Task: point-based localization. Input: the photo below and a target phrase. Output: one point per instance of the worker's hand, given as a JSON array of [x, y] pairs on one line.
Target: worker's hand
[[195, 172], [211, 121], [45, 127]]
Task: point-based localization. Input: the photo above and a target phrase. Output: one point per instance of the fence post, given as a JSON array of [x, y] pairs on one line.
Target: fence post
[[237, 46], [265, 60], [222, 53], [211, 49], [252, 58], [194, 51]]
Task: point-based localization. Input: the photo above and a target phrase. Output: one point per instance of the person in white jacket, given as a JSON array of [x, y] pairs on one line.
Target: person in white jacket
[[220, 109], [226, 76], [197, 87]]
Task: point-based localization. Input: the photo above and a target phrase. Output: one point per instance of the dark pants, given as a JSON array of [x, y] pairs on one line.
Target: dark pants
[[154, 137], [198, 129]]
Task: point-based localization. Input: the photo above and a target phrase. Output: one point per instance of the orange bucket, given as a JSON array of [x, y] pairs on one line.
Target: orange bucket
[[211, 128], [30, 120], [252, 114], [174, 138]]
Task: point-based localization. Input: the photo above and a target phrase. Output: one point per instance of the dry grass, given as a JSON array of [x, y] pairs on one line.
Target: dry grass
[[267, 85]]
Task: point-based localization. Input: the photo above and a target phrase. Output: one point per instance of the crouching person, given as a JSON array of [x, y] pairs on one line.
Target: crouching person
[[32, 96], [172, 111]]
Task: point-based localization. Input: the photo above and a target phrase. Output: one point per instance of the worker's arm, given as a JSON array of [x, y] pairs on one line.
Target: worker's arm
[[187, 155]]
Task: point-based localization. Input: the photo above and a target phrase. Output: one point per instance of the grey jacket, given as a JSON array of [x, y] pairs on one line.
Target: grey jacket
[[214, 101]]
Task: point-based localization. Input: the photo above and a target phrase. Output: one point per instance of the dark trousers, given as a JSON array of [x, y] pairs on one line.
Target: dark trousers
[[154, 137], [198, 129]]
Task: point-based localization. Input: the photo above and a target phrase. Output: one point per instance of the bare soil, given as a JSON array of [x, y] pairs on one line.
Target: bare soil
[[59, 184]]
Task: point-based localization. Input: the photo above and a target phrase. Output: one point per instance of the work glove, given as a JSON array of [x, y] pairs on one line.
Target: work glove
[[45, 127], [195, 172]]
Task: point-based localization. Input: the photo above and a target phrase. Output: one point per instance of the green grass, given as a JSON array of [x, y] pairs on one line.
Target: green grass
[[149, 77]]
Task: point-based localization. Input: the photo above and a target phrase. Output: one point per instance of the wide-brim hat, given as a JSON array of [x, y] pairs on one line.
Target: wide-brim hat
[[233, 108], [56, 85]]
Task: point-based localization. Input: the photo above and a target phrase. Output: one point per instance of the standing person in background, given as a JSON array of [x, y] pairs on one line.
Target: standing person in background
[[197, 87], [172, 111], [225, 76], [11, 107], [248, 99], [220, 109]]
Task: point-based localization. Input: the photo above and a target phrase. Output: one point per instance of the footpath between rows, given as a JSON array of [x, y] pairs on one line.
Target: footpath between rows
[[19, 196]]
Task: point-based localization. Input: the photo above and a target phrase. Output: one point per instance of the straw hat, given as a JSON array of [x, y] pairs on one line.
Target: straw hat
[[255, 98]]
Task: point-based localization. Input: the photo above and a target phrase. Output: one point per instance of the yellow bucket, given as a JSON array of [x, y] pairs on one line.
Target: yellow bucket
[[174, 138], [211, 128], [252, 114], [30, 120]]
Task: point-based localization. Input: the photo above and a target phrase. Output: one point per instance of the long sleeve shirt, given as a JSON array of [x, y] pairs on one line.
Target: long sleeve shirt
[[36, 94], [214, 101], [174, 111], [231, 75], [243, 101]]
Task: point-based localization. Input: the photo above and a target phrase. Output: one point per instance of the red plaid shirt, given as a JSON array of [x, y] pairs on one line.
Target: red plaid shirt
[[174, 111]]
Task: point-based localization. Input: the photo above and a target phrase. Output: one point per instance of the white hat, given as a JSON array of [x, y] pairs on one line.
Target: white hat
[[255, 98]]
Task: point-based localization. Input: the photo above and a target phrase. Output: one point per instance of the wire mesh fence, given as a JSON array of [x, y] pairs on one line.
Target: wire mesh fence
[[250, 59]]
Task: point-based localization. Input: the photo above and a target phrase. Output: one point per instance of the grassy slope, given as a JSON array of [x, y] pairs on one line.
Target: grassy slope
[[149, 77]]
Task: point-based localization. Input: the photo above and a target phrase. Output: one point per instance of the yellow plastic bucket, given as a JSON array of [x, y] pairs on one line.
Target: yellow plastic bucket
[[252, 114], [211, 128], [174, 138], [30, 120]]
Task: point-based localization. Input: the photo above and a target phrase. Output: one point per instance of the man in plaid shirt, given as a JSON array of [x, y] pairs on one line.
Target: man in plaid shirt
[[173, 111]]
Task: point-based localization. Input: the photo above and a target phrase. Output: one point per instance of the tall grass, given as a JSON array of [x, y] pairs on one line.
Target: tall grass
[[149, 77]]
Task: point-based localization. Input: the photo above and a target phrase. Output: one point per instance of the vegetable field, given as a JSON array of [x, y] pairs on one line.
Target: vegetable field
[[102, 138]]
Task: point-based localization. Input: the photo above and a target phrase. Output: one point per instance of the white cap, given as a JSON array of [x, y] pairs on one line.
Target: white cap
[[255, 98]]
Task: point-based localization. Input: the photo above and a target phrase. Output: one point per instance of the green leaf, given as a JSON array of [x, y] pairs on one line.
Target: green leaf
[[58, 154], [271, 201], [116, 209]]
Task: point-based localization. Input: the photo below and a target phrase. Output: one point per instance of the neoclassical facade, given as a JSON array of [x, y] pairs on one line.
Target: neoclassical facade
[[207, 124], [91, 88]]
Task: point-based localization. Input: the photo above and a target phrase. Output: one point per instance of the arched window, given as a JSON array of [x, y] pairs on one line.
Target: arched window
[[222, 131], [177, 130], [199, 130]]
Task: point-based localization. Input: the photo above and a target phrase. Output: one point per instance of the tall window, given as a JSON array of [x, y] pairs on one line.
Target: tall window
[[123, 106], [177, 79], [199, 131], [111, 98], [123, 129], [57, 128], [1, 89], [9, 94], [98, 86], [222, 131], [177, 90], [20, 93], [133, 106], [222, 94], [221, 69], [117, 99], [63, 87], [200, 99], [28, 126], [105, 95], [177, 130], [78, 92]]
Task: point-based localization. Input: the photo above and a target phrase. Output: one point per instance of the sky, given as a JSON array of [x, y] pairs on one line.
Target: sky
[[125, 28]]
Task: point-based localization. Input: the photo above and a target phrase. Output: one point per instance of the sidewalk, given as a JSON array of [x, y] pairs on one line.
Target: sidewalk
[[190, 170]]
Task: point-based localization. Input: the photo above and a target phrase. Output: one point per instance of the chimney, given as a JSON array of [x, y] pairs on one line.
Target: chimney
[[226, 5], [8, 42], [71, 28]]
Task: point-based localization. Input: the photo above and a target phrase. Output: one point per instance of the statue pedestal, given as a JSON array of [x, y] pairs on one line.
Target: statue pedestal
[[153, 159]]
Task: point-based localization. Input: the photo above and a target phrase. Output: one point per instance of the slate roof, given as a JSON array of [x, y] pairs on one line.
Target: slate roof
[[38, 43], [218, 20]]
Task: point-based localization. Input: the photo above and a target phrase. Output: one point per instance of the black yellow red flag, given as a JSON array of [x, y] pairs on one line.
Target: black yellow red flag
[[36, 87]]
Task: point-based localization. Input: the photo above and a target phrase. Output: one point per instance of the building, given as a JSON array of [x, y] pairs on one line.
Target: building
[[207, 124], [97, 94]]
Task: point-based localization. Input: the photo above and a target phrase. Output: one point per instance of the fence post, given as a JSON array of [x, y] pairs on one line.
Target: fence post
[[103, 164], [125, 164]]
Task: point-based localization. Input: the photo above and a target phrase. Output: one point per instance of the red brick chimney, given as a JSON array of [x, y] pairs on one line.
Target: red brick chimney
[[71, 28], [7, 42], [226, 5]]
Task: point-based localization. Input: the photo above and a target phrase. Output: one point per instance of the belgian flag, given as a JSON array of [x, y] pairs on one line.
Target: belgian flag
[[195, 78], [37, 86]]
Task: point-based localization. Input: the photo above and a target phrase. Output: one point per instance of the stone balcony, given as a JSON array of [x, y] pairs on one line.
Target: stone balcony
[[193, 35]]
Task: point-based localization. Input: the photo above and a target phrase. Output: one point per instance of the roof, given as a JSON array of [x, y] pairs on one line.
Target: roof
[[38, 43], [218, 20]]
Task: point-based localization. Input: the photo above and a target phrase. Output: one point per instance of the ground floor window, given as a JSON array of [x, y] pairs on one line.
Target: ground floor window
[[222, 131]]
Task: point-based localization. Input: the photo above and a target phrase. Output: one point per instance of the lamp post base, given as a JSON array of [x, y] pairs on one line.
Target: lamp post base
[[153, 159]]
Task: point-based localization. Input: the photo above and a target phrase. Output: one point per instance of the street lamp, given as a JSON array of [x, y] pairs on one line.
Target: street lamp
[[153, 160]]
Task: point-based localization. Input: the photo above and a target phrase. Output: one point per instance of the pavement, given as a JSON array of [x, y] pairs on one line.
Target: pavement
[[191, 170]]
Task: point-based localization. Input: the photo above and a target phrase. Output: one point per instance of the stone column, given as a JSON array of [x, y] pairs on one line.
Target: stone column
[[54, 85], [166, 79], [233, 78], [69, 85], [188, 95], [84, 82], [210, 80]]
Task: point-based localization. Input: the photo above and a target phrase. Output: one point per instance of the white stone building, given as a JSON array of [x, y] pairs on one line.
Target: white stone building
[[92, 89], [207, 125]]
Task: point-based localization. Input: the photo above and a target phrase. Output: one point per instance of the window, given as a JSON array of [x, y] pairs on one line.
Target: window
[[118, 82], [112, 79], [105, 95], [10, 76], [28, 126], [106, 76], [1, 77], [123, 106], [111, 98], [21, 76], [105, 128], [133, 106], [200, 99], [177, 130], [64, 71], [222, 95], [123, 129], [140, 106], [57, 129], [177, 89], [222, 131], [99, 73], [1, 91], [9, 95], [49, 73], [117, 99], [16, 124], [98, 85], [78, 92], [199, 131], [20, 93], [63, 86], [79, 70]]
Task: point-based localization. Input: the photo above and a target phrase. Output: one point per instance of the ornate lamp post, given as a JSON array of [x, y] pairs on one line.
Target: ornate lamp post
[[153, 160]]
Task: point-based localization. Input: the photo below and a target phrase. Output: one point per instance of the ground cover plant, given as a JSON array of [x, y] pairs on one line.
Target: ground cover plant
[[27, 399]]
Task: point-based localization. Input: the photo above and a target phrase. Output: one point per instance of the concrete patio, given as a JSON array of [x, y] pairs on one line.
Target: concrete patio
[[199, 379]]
┄┄┄┄┄┄┄┄┄┄
WHAT YOU SHOULD DO — Turn the data above into a numbered list, starting at the line containing "the ground floor" and ending after the line containing "[[92, 89], [207, 125]]". Skip any blank lines.

SOLUTION TO THIS TASK —
1. Task: point-based localization. Input: the photo above and a target phrase. Output: one point per instance of the ground floor window, given as a JSON array of [x, y] pairs on one line.
2. Target: ground floor window
3. [[222, 131]]
4. Task: point-based localization. Input: the photo above and a target phrase. Output: one point per instance of the lamp post base, given as a JSON array of [x, y] pairs on one line.
5. Target: lamp post base
6. [[153, 159]]
7. Task: point-based localization. Input: the photo above and a target phrase. Output: one point per instance of the street lamp, given as a JSON array of [x, y] pairs on one line.
8. Target: street lamp
9. [[153, 160]]
10. Task: point-based localization. Input: the photo above and a target phrase. Output: one point per instance of the pavement, given as a JSON array of [x, y] pairs on one line.
11. Target: pavement
12. [[191, 170]]
13. Task: point-based localization. Input: the photo above and a target phrase. Output: one point per instance of the stone column, given as a JSON array of [x, y] pairs on one line.
14. Target: stone column
15. [[54, 85], [166, 79], [233, 78], [69, 85], [188, 95], [84, 82], [210, 80]]
16. Task: point-based localization. Input: the photo above and a target phrase. Output: one point per instance of the white stone building, given as a JSON array of [x, y] pairs on one line.
17. Target: white stone building
18. [[92, 89], [207, 125]]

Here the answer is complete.